= INFORMATION SUPPLIED =
- - - - - - -

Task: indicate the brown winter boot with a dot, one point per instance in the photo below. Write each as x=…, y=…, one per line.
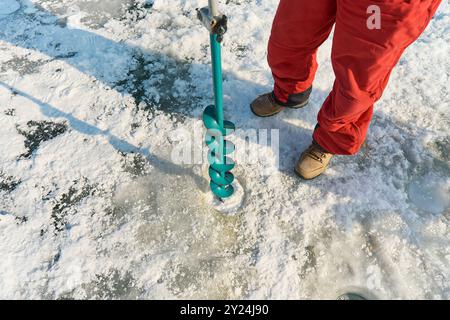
x=313, y=162
x=267, y=104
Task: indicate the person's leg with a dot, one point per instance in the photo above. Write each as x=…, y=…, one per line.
x=363, y=60
x=299, y=28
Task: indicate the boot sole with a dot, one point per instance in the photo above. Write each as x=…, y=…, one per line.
x=298, y=106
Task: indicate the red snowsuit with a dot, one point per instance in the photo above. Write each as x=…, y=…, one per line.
x=362, y=58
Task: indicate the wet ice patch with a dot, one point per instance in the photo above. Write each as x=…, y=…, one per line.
x=430, y=193
x=8, y=7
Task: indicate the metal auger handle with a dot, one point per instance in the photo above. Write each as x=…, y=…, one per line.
x=218, y=128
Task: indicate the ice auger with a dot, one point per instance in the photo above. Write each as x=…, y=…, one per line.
x=217, y=127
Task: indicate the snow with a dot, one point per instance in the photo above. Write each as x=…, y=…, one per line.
x=96, y=95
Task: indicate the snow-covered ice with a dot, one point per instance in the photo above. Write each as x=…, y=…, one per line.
x=93, y=95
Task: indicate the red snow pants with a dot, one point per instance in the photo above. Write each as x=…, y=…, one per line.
x=362, y=58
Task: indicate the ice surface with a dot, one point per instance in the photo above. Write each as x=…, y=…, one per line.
x=94, y=97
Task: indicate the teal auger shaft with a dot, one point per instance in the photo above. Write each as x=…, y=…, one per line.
x=217, y=127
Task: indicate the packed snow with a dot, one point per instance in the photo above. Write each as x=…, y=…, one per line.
x=95, y=96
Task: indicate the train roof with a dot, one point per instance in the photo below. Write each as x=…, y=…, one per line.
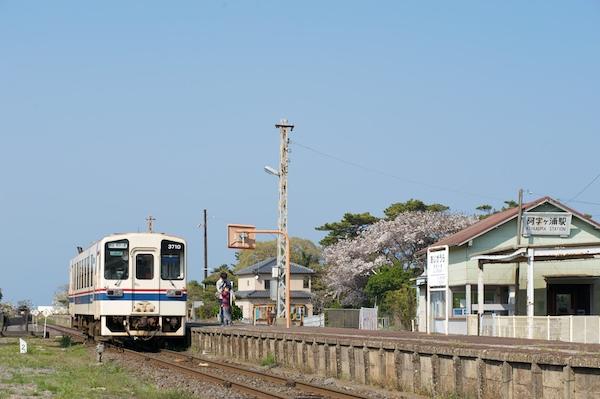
x=115, y=235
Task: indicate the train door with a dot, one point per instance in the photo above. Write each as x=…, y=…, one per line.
x=145, y=293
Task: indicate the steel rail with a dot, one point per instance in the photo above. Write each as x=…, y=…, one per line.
x=303, y=386
x=237, y=386
x=241, y=388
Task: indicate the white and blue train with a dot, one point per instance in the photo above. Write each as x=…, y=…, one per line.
x=130, y=285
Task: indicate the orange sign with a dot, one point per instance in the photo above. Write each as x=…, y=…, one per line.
x=241, y=236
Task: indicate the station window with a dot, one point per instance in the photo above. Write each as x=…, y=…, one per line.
x=116, y=260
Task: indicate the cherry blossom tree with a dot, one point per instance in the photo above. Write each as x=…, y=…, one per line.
x=387, y=242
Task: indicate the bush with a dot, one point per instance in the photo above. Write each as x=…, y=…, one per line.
x=66, y=341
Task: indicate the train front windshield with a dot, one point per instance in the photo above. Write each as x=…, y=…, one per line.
x=171, y=260
x=116, y=263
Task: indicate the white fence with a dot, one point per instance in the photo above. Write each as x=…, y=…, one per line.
x=314, y=321
x=585, y=329
x=367, y=319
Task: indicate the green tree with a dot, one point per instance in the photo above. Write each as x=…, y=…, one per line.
x=412, y=205
x=303, y=252
x=387, y=278
x=351, y=225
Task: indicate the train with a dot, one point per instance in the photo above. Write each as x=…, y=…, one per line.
x=130, y=286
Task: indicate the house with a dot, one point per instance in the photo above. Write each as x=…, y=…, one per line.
x=257, y=290
x=549, y=266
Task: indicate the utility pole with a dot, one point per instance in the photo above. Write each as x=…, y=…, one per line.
x=205, y=248
x=282, y=248
x=520, y=218
x=150, y=220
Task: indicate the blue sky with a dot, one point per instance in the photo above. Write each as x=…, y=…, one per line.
x=110, y=111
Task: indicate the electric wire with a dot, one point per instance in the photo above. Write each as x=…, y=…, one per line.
x=585, y=188
x=387, y=174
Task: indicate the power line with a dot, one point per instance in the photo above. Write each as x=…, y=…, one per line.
x=585, y=188
x=387, y=174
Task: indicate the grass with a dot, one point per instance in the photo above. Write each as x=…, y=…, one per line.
x=69, y=372
x=268, y=361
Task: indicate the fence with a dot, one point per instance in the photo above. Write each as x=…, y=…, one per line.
x=314, y=321
x=363, y=318
x=585, y=329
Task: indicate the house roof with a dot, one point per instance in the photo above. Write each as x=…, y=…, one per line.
x=262, y=294
x=497, y=219
x=267, y=265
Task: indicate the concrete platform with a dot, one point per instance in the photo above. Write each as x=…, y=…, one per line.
x=483, y=367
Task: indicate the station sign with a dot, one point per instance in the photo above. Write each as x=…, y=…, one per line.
x=437, y=268
x=546, y=224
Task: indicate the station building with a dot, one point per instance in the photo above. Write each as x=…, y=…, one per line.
x=257, y=292
x=550, y=265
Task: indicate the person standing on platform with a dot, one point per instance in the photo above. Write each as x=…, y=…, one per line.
x=222, y=283
x=226, y=306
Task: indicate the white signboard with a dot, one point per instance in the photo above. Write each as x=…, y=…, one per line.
x=437, y=268
x=546, y=224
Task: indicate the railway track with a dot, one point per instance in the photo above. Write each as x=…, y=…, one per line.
x=317, y=391
x=175, y=361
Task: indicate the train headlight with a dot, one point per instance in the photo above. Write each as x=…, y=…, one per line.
x=174, y=293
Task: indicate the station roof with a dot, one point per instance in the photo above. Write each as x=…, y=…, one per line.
x=497, y=219
x=267, y=265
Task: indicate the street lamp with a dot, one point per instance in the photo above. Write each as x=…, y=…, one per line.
x=272, y=171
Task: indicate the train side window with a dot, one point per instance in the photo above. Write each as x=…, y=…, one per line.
x=144, y=267
x=116, y=260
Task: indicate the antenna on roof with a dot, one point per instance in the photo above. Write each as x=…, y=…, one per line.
x=150, y=220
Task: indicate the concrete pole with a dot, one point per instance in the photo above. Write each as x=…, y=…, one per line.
x=468, y=298
x=480, y=296
x=480, y=289
x=512, y=294
x=282, y=245
x=530, y=291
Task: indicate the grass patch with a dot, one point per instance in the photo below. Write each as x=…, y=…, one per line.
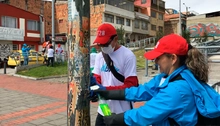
x=140, y=58
x=44, y=71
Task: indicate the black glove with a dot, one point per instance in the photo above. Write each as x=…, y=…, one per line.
x=111, y=94
x=114, y=120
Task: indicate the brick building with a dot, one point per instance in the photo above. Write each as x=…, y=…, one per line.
x=155, y=9
x=208, y=23
x=17, y=27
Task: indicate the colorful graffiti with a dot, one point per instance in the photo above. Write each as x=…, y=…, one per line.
x=199, y=29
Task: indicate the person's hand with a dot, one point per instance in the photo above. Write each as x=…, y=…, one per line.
x=92, y=81
x=114, y=120
x=94, y=86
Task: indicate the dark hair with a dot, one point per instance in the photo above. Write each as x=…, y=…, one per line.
x=196, y=63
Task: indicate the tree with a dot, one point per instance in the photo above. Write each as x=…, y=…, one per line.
x=159, y=35
x=121, y=35
x=186, y=34
x=205, y=36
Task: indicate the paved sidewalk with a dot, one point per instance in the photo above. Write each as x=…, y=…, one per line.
x=28, y=102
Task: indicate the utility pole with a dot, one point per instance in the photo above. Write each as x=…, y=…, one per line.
x=78, y=105
x=186, y=9
x=180, y=19
x=53, y=26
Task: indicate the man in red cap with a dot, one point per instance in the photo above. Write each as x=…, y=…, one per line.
x=179, y=95
x=124, y=62
x=59, y=51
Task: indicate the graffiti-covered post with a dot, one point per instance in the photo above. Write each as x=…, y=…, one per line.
x=78, y=62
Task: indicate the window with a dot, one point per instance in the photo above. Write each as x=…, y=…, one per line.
x=61, y=21
x=33, y=25
x=160, y=16
x=128, y=22
x=144, y=25
x=120, y=20
x=160, y=28
x=161, y=4
x=10, y=22
x=109, y=18
x=153, y=27
x=154, y=2
x=153, y=14
x=15, y=47
x=136, y=24
x=143, y=1
x=32, y=47
x=97, y=2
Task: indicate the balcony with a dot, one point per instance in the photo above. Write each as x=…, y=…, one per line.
x=154, y=6
x=139, y=27
x=118, y=11
x=141, y=16
x=162, y=9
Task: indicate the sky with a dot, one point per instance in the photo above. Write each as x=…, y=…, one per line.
x=199, y=6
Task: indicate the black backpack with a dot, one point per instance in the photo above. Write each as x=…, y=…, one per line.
x=202, y=121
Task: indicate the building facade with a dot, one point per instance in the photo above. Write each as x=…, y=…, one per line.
x=17, y=27
x=155, y=9
x=208, y=23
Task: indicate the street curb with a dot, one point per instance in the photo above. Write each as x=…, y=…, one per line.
x=41, y=78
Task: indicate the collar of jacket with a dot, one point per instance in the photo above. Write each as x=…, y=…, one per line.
x=172, y=75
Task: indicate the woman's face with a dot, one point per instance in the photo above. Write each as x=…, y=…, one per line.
x=166, y=63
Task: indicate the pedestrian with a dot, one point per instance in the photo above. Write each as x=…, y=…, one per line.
x=124, y=63
x=178, y=95
x=25, y=53
x=93, y=54
x=59, y=51
x=50, y=56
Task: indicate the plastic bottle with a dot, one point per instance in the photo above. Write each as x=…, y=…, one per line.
x=104, y=107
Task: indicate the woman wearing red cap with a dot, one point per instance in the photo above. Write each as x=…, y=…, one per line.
x=176, y=96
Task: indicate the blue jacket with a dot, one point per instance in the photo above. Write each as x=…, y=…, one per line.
x=179, y=100
x=25, y=51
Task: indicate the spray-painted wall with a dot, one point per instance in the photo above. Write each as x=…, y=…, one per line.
x=198, y=25
x=211, y=29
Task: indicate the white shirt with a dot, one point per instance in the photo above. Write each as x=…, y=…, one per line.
x=50, y=52
x=125, y=63
x=92, y=59
x=59, y=50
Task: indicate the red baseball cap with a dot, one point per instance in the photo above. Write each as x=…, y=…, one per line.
x=173, y=44
x=104, y=33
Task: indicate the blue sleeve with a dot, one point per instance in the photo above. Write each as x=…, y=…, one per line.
x=28, y=49
x=156, y=110
x=23, y=49
x=143, y=92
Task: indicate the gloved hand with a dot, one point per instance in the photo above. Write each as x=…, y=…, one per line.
x=114, y=120
x=92, y=81
x=93, y=87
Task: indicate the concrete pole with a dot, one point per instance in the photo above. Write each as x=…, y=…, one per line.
x=53, y=24
x=78, y=63
x=180, y=19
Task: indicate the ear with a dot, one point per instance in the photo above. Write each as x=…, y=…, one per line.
x=115, y=38
x=174, y=58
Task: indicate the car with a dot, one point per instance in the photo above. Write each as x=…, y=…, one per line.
x=16, y=58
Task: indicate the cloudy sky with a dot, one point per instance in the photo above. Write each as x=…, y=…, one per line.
x=200, y=6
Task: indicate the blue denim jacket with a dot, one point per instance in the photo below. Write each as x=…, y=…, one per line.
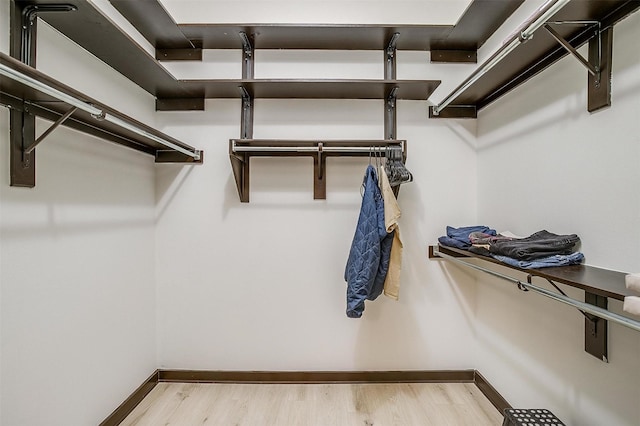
x=370, y=252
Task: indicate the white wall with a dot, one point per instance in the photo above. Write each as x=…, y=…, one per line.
x=545, y=163
x=260, y=286
x=77, y=303
x=367, y=12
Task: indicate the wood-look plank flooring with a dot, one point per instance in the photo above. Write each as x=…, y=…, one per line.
x=405, y=404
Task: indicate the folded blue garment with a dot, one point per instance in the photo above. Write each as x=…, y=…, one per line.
x=543, y=262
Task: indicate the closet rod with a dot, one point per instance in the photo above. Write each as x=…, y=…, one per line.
x=92, y=110
x=586, y=307
x=373, y=148
x=539, y=19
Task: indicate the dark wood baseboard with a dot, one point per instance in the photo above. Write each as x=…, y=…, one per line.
x=198, y=376
x=490, y=392
x=132, y=402
x=190, y=376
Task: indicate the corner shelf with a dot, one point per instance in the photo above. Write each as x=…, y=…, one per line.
x=50, y=99
x=597, y=283
x=586, y=22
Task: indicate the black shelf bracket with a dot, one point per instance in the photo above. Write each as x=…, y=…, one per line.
x=22, y=123
x=390, y=116
x=596, y=329
x=390, y=58
x=598, y=64
x=246, y=116
x=29, y=149
x=390, y=121
x=247, y=56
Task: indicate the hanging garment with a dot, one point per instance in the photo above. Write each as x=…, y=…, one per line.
x=370, y=249
x=392, y=214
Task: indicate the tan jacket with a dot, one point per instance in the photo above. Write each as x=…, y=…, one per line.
x=391, y=216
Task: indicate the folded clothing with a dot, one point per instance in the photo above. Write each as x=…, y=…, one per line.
x=632, y=305
x=537, y=245
x=459, y=237
x=543, y=262
x=633, y=282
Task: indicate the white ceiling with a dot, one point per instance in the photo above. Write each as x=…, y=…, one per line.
x=420, y=12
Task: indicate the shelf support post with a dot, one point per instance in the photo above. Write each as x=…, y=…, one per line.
x=22, y=124
x=596, y=329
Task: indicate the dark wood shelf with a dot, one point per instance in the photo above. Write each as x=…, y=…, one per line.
x=98, y=34
x=242, y=150
x=21, y=97
x=312, y=88
x=591, y=279
x=543, y=50
x=478, y=22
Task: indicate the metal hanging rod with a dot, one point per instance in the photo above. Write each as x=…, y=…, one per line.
x=91, y=109
x=586, y=307
x=539, y=19
x=320, y=146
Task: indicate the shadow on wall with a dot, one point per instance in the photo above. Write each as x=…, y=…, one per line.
x=169, y=179
x=522, y=344
x=575, y=107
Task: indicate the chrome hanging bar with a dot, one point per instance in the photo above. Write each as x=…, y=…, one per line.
x=586, y=307
x=539, y=20
x=91, y=109
x=319, y=146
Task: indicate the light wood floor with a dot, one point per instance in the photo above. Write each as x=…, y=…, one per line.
x=439, y=404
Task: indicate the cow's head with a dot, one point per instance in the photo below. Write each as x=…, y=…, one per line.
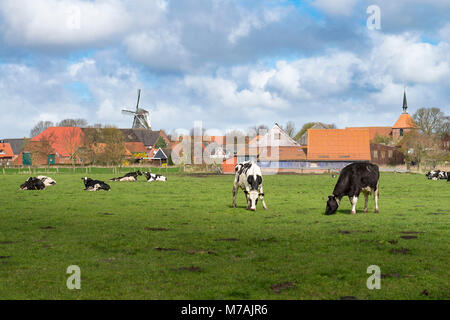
x=332, y=205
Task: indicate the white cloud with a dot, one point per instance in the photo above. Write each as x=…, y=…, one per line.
x=336, y=7
x=62, y=23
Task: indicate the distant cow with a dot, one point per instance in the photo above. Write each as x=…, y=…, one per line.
x=94, y=185
x=438, y=175
x=154, y=177
x=47, y=180
x=130, y=176
x=33, y=183
x=353, y=179
x=248, y=177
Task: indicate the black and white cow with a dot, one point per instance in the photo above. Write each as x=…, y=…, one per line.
x=130, y=176
x=94, y=185
x=248, y=177
x=33, y=183
x=353, y=179
x=47, y=180
x=154, y=177
x=438, y=175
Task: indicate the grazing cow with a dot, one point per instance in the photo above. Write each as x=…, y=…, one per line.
x=130, y=176
x=47, y=180
x=33, y=183
x=353, y=179
x=154, y=177
x=94, y=185
x=248, y=177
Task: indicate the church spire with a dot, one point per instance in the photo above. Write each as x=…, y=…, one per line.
x=405, y=103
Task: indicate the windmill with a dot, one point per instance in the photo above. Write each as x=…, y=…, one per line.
x=141, y=116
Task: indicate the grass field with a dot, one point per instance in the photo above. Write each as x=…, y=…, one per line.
x=183, y=240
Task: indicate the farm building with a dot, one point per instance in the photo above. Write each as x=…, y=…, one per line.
x=324, y=148
x=74, y=145
x=6, y=154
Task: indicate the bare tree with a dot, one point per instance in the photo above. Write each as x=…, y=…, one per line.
x=73, y=123
x=40, y=127
x=431, y=121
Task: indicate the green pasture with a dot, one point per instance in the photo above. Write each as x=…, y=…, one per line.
x=183, y=240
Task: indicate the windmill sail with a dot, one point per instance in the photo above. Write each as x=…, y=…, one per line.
x=141, y=116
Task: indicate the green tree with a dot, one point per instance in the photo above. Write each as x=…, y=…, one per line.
x=161, y=143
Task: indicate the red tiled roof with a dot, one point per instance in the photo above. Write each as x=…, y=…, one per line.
x=135, y=147
x=64, y=140
x=338, y=144
x=404, y=122
x=374, y=131
x=6, y=150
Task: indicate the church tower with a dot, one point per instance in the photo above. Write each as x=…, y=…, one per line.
x=405, y=123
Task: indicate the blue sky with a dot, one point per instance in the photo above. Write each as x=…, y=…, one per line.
x=230, y=64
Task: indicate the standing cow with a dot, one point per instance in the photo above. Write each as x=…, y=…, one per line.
x=353, y=179
x=248, y=177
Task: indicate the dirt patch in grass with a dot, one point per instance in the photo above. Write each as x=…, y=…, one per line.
x=408, y=237
x=156, y=229
x=277, y=288
x=271, y=239
x=202, y=252
x=190, y=269
x=165, y=249
x=401, y=250
x=227, y=239
x=390, y=275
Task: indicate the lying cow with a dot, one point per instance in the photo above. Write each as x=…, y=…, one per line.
x=130, y=176
x=248, y=177
x=47, y=180
x=438, y=175
x=154, y=177
x=33, y=183
x=353, y=179
x=94, y=185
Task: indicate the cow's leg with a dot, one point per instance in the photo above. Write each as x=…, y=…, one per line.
x=376, y=200
x=249, y=202
x=366, y=199
x=354, y=201
x=261, y=196
x=235, y=186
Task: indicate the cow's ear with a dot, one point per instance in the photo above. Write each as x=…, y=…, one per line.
x=259, y=178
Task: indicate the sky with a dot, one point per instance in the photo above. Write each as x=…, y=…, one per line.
x=227, y=63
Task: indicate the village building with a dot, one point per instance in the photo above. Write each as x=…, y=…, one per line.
x=6, y=154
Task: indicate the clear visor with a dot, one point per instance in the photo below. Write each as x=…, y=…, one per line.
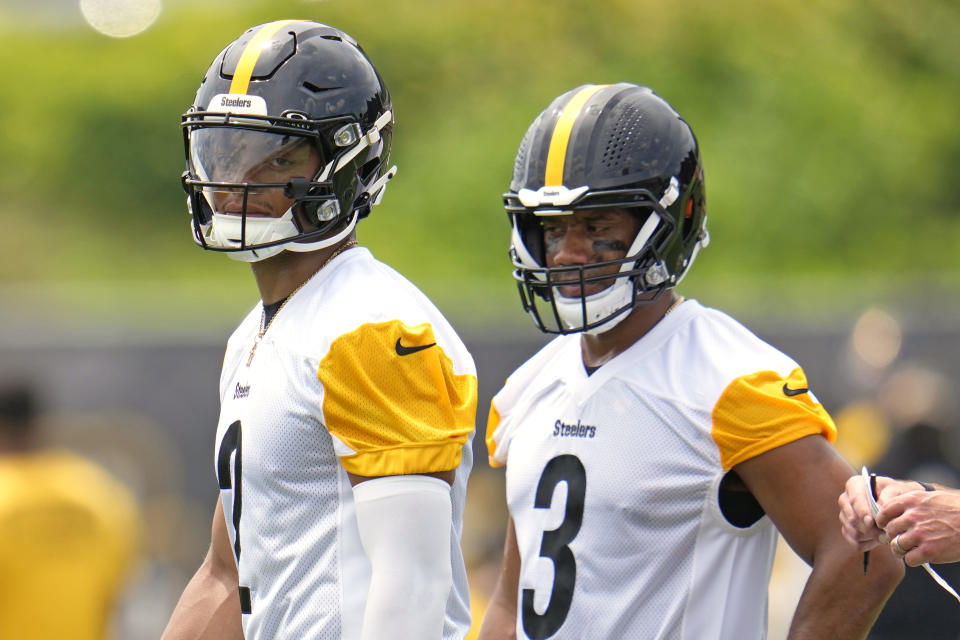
x=234, y=155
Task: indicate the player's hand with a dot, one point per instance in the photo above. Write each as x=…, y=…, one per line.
x=922, y=526
x=856, y=518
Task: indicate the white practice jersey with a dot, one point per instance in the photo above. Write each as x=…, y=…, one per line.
x=359, y=373
x=612, y=480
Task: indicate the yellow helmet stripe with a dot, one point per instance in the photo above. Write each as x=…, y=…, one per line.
x=557, y=153
x=248, y=60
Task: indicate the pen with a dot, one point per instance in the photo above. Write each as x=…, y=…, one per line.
x=873, y=492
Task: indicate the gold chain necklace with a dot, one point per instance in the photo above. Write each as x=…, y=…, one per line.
x=263, y=312
x=673, y=305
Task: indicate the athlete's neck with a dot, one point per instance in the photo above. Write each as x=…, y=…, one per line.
x=280, y=275
x=597, y=350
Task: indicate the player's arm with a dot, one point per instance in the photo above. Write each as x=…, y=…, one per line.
x=209, y=608
x=404, y=523
x=500, y=621
x=797, y=485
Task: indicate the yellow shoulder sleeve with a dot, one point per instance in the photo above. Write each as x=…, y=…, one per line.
x=762, y=411
x=392, y=397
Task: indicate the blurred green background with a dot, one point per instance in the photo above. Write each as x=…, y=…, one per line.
x=828, y=129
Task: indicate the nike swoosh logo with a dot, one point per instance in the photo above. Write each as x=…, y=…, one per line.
x=405, y=351
x=787, y=391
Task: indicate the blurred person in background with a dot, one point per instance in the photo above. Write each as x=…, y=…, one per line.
x=69, y=532
x=347, y=401
x=653, y=449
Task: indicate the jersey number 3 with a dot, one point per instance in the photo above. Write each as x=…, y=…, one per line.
x=553, y=545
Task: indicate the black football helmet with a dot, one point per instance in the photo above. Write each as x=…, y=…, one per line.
x=606, y=146
x=286, y=94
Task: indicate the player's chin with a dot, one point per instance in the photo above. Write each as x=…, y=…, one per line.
x=580, y=291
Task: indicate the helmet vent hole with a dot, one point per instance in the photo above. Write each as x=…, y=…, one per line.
x=520, y=162
x=616, y=157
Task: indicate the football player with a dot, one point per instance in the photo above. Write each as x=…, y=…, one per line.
x=654, y=448
x=347, y=400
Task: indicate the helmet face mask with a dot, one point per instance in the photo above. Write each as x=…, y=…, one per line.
x=597, y=148
x=276, y=160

- - - - - - -

= TASK REQUIREMENTS =
Retype exactly the lines from the one containing "Task: indicate the jersey" through the last line of the records above, including both.

= ANSWER SECTION =
Task: indicate the jersey number 3 with a dot, one point per instance in the photo above. Write each as x=…, y=…, one per line.
x=553, y=545
Task: indicate the black football helmet with a dot, one point per instance in the photo above. Write each as x=…, y=…, one per line.
x=606, y=146
x=286, y=94
Task: indicate the player's chin with a dot, one point per instance in the photo above. Write each as x=…, y=…, one per line.
x=580, y=291
Task: indicate the helmet vent hole with a dot, one point per instance in the photo above. Write each as x=…, y=…, one per line.
x=520, y=162
x=616, y=157
Task: indicate the football player with a dot, one point per instance in the photo above. Write each as x=…, y=…, one per line.
x=654, y=448
x=347, y=400
Task: indicate the helmet face mask with a dot, one point per instance in the photo above. Write each as x=…, y=…, one per line.
x=597, y=148
x=276, y=160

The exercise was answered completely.